**To be done:** Repeat the material below word for word, with the pictures left out.

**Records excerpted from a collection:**
━━━
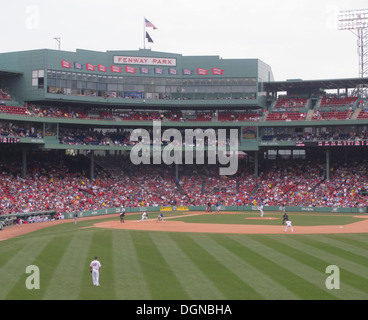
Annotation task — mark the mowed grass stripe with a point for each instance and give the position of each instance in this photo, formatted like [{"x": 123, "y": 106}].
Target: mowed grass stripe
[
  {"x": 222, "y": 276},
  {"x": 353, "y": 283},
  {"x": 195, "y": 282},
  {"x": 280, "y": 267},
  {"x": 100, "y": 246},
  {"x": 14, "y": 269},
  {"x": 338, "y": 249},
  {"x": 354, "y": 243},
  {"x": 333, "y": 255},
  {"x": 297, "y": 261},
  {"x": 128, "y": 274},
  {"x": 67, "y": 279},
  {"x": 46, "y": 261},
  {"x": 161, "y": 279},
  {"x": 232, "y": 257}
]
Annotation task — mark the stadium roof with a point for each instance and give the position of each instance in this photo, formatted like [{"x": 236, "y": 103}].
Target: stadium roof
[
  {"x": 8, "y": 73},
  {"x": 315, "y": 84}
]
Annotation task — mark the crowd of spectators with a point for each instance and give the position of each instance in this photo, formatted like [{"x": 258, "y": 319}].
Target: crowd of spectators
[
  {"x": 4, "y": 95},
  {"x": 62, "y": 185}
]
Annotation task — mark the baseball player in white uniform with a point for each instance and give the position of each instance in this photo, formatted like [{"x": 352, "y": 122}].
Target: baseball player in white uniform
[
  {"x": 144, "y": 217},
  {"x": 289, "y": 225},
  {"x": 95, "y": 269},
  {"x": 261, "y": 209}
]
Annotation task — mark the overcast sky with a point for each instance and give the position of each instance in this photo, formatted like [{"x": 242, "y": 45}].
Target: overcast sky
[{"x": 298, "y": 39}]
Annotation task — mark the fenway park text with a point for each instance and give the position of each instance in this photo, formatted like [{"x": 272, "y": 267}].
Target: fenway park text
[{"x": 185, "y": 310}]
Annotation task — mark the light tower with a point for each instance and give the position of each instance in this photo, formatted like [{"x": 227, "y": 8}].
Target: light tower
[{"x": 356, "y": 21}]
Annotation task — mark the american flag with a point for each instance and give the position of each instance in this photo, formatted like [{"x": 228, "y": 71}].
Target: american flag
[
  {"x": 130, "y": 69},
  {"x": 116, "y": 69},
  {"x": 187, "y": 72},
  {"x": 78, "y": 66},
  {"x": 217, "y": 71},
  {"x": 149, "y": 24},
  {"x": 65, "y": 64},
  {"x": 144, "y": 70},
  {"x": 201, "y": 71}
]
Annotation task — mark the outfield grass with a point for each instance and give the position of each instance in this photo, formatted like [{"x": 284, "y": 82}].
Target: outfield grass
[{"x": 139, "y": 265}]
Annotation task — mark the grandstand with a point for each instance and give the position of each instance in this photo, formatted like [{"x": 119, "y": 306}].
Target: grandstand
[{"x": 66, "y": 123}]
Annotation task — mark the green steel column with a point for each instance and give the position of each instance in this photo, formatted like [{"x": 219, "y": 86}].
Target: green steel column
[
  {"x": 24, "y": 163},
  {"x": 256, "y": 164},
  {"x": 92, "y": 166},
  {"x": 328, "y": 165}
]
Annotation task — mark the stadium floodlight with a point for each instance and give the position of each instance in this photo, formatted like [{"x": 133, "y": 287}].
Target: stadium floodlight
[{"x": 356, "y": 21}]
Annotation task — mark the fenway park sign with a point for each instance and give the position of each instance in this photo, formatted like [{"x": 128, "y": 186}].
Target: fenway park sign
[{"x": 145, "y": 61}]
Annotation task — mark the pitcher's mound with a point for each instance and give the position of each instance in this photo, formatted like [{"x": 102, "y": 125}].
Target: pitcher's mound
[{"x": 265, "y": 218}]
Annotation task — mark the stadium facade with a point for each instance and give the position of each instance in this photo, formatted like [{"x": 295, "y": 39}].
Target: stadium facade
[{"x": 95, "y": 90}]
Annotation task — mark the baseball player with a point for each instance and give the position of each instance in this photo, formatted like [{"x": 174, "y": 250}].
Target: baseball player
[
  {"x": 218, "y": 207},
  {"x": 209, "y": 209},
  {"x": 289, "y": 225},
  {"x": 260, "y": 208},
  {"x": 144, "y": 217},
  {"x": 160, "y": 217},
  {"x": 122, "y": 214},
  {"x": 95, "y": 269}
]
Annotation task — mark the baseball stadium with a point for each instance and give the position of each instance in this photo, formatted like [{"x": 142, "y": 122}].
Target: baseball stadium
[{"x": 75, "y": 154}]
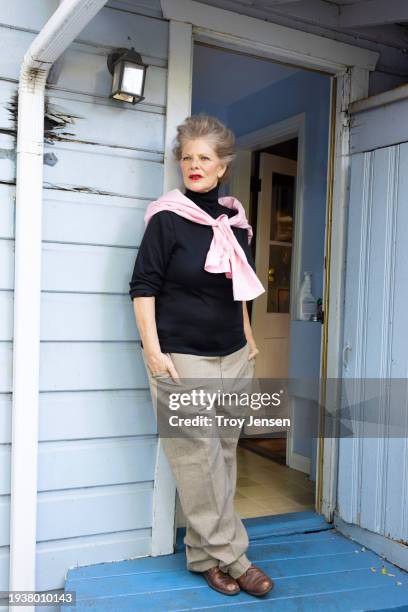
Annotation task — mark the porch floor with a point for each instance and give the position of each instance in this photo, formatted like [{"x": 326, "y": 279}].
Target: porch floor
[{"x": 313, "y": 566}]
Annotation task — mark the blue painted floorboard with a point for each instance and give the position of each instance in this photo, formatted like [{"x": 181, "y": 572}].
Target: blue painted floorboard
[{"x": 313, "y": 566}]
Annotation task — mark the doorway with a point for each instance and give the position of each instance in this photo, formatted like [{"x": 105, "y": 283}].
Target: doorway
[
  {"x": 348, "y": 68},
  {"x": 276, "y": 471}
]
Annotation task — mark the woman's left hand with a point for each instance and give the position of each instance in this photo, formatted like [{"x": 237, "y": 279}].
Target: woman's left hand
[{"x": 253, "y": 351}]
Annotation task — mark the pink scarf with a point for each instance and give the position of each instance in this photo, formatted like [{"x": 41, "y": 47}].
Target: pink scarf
━━━
**The output:**
Annotation task — mark the mowed grass stripe with a point for each instance and give the position of each instance in this photo, formatted like [{"x": 123, "y": 106}].
Target: mowed grass stripe
[
  {"x": 222, "y": 276},
  {"x": 353, "y": 283},
  {"x": 195, "y": 282},
  {"x": 280, "y": 267},
  {"x": 100, "y": 246},
  {"x": 14, "y": 269},
  {"x": 338, "y": 249},
  {"x": 354, "y": 243},
  {"x": 333, "y": 255},
  {"x": 297, "y": 261},
  {"x": 128, "y": 274},
  {"x": 67, "y": 279},
  {"x": 46, "y": 261},
  {"x": 161, "y": 279},
  {"x": 232, "y": 257}
]
Annotation task — mark the stadium roof with a point for each instance and give the position of each instance in this photo, formatted like [{"x": 236, "y": 103}].
Target: stadium roof
[
  {"x": 8, "y": 73},
  {"x": 315, "y": 84}
]
Annotation task — mark the crowd of spectators with a point for each instance and give the position of each instance in this photo, formatted like [{"x": 258, "y": 319}].
Target: crowd of spectators
[
  {"x": 4, "y": 95},
  {"x": 62, "y": 185}
]
Annotation task — mark the baseball player in white uniform with a point for each instance and give the position of each instance in this photo, formatted like [{"x": 352, "y": 122}].
Target: baseball player in white uniform
[
  {"x": 144, "y": 217},
  {"x": 289, "y": 225},
  {"x": 95, "y": 269},
  {"x": 261, "y": 209}
]
Annotation task — mark the overcast sky with a point for each instance and give the position of each instance in this photo, formatted like [{"x": 242, "y": 45}].
Target: overcast sky
[{"x": 298, "y": 39}]
Annotation task — mark the fenway park text with a point for each instance and give the position of each instance in this photo, formatted like [{"x": 272, "y": 267}].
Target: fenway park text
[{"x": 185, "y": 310}]
Annotation task — mark the light tower with a point for each instance and give the position of each instance in this photo, formatted like [{"x": 227, "y": 8}].
Target: light tower
[{"x": 356, "y": 21}]
Annotation task — mark the american flag with a point for each instance and give the position of each instance in this photo, formatted like [{"x": 228, "y": 71}].
Target: american flag
[
  {"x": 130, "y": 69},
  {"x": 116, "y": 69},
  {"x": 187, "y": 72},
  {"x": 78, "y": 66},
  {"x": 217, "y": 71},
  {"x": 149, "y": 24},
  {"x": 65, "y": 64},
  {"x": 144, "y": 70},
  {"x": 201, "y": 71}
]
Annotation task — mark the outfield grass with a point for each instance and give the position of each instance in this photo, formatted like [{"x": 284, "y": 82}].
Target: outfield grass
[{"x": 139, "y": 265}]
Annotation task — mark the grandstand with a point for each instance and give the position of each instance in this photo, formatted like [{"x": 119, "y": 306}].
Target: grandstand
[{"x": 66, "y": 123}]
Annotation task — mark the green steel column with a point for each instance and give the position of each instance in this photo, formatted like [{"x": 219, "y": 86}].
Target: green steel column
[
  {"x": 24, "y": 163},
  {"x": 256, "y": 164},
  {"x": 92, "y": 166},
  {"x": 328, "y": 165}
]
Annotation task — mark the stadium floodlight with a point for each instance and give the position of each instance in this photo, formatted like [{"x": 133, "y": 287}].
Target: stadium floodlight
[{"x": 356, "y": 21}]
Annotation task — mark the fenway park sign with a point for each instance and give the position of each instance in this photo, formatted like [{"x": 128, "y": 186}].
Target: fenway park sign
[{"x": 145, "y": 61}]
Annotation task — mark the pitcher's mound with a point for each instance and give the position of each instance in this photo, formatted like [{"x": 102, "y": 125}].
Target: pitcher's mound
[{"x": 265, "y": 218}]
Annotation task — mark the stadium facade with a point for each instance and give the position of each instance in this photo, formatted like [{"x": 295, "y": 39}].
Target: stadium facade
[{"x": 95, "y": 90}]
Annotation task — mark the baseball player with a point for each instance and give the position of each instance in this photo, formatted like [{"x": 174, "y": 250}].
Target: baseball player
[
  {"x": 218, "y": 207},
  {"x": 209, "y": 209},
  {"x": 289, "y": 225},
  {"x": 260, "y": 208},
  {"x": 144, "y": 217},
  {"x": 160, "y": 217},
  {"x": 122, "y": 214},
  {"x": 95, "y": 269}
]
Annotation task — mark the baseball stadium with a point for each instance and give the position of each instance in this photo, formatted like [{"x": 142, "y": 122}].
Target: baseball stadium
[{"x": 75, "y": 154}]
Annotation task — mark the porch floor with a point for each instance and give the position of each instance in this photo, formatted like [{"x": 326, "y": 279}].
Target: porch floor
[{"x": 313, "y": 566}]
Annotation task — mark the blue painted floorboard with a point for each instance and give the position of each instance in this photo, formatted like [{"x": 181, "y": 572}].
Target: blue painted floorboard
[{"x": 313, "y": 566}]
Annotation task — mark the doorway with a point for each instance and give the position of each instance in this photo, formatted like [{"x": 105, "y": 283}].
Target: doorway
[
  {"x": 348, "y": 68},
  {"x": 276, "y": 471}
]
Annotation task — mark the woman's left hand with a point for each instance and give the position of each instance in this photo, formatted like [{"x": 237, "y": 279}].
Target: woman's left hand
[{"x": 253, "y": 351}]
Annotation task — mark the pink scarf with a point for each instance and give the position of each instance in this photo, formatted like [{"x": 41, "y": 47}].
Target: pink scarf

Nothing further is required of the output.